PROMPT
Reproduce the listing below line for line, omitting the picture.

DATASET RECORDS

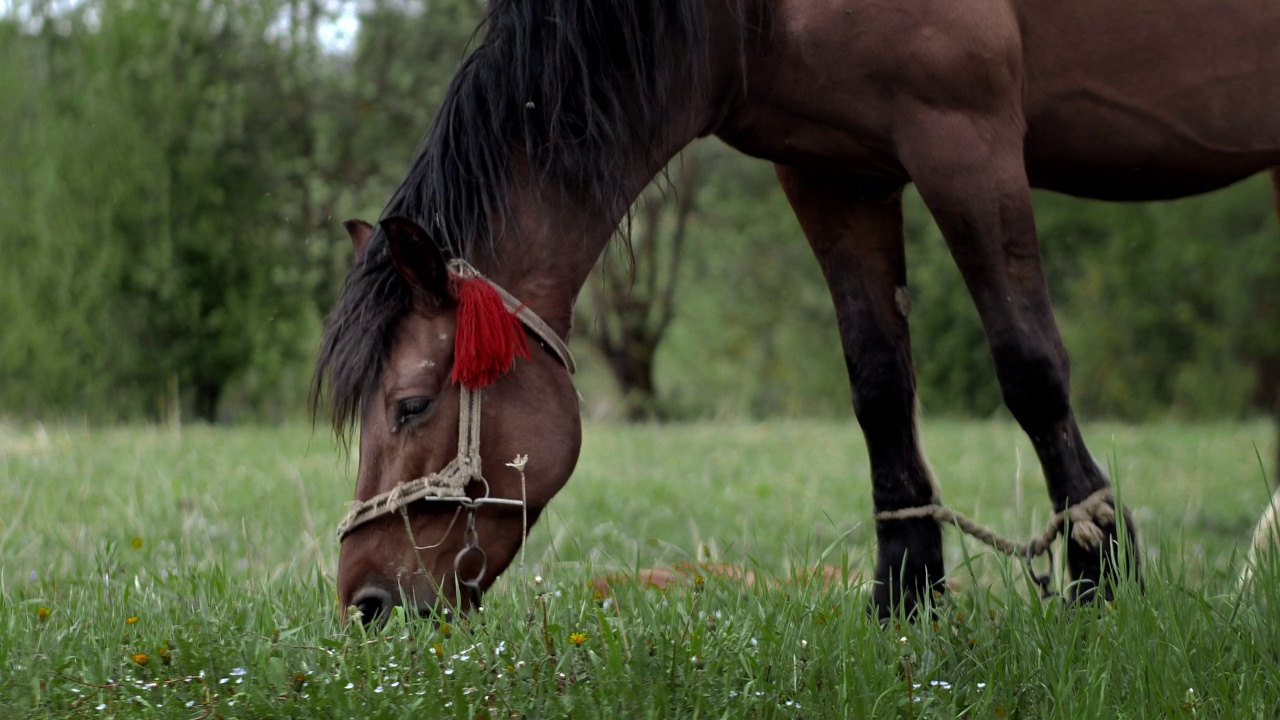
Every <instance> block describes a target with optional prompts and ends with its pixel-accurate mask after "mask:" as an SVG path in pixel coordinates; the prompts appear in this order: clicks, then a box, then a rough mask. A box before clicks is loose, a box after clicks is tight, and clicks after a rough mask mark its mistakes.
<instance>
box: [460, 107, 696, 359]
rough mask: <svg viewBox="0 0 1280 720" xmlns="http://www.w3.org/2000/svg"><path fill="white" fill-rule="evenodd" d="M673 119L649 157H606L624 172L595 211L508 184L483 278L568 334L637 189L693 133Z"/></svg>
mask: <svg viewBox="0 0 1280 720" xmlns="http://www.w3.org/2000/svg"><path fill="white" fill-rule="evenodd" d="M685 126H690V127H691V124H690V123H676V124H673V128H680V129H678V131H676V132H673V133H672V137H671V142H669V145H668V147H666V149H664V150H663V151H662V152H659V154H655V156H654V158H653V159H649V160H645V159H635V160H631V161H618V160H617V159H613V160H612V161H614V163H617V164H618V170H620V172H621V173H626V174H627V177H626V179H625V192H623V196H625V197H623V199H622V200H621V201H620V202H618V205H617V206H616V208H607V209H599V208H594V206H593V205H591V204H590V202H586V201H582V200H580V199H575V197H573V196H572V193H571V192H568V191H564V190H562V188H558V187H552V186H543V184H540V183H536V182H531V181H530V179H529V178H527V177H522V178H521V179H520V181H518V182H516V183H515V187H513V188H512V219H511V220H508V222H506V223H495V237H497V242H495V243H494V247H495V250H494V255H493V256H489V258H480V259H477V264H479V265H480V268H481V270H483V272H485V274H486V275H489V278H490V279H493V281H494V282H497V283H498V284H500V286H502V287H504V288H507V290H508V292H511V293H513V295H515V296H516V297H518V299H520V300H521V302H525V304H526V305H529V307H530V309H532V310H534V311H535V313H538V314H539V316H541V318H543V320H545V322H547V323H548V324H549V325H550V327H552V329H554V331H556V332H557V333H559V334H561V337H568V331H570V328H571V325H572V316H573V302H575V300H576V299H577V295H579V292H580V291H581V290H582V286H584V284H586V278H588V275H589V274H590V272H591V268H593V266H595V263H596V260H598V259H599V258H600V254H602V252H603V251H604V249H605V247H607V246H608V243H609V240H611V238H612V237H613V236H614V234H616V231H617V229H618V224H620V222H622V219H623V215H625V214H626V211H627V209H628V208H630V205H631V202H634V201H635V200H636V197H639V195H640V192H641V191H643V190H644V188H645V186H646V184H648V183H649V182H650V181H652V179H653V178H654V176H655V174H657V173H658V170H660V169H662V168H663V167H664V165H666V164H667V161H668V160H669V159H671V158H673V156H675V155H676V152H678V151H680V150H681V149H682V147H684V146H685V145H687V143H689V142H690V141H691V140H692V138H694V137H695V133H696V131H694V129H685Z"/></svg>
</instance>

RESULT FOR THIS EXERCISE
Every <instance> block describes a target with optional prompts and ends with its pixel-accurate mask after "mask:" as an SVG path in pixel coordinates; the prompts appear in this order: clicks, then a box, then a rough mask. A box before clicks is loose, a box after clicks is tight, and clicks after a rough mask mark its mistakes.
<instance>
box: [460, 107, 696, 359]
rough mask: <svg viewBox="0 0 1280 720" xmlns="http://www.w3.org/2000/svg"><path fill="white" fill-rule="evenodd" d="M673 119L649 157H606L624 172L595 211L508 184L483 278L568 334L637 189L693 133Z"/></svg>
mask: <svg viewBox="0 0 1280 720" xmlns="http://www.w3.org/2000/svg"><path fill="white" fill-rule="evenodd" d="M685 126H690V127H691V124H690V123H676V124H673V128H680V129H678V131H676V132H673V133H672V137H671V142H669V145H668V147H666V149H664V150H663V151H662V152H659V154H655V156H654V158H653V159H649V160H645V159H635V160H631V161H618V160H617V159H613V160H612V161H614V163H617V164H618V170H620V172H621V173H626V174H627V177H626V179H625V192H623V196H625V197H623V199H622V200H621V201H620V202H618V205H617V206H616V208H607V209H599V208H594V206H593V205H591V204H590V202H586V201H582V200H580V199H575V197H573V196H572V193H571V192H568V191H564V190H562V188H558V187H552V186H543V184H540V183H536V182H531V181H530V179H529V178H527V177H522V178H521V179H520V181H518V182H516V183H515V187H513V188H512V219H511V220H508V222H506V223H495V237H497V242H495V243H494V247H495V250H494V255H493V256H489V258H480V259H477V264H479V265H480V268H481V270H483V272H485V274H486V275H489V278H490V279H493V281H494V282H497V283H498V284H500V286H502V287H504V288H507V290H508V292H511V293H513V295H515V296H516V297H518V299H520V300H521V302H525V304H526V305H529V307H530V309H532V310H534V311H535V313H538V314H539V316H541V318H543V320H545V322H547V323H548V324H549V325H550V327H552V329H554V331H556V332H557V333H559V334H561V337H568V331H570V328H571V325H572V316H573V302H575V300H576V299H577V295H579V292H580V291H581V290H582V286H584V284H586V278H588V275H589V274H590V272H591V268H593V266H595V263H596V260H598V259H599V258H600V254H602V252H603V251H604V249H605V247H607V246H608V243H609V240H611V238H612V237H613V236H614V234H616V231H617V229H618V224H620V222H622V219H623V215H625V214H626V211H627V209H628V208H630V205H631V202H634V201H635V200H636V197H639V195H640V192H641V191H643V190H644V188H645V186H646V184H648V183H649V182H650V181H652V179H653V178H654V176H655V174H657V173H658V170H660V169H662V168H663V167H664V165H666V164H667V161H668V160H669V159H671V158H673V156H675V155H676V152H678V151H680V150H681V149H682V147H684V146H685V145H687V143H689V142H690V141H691V140H692V138H694V137H695V133H696V131H694V129H685Z"/></svg>
</instance>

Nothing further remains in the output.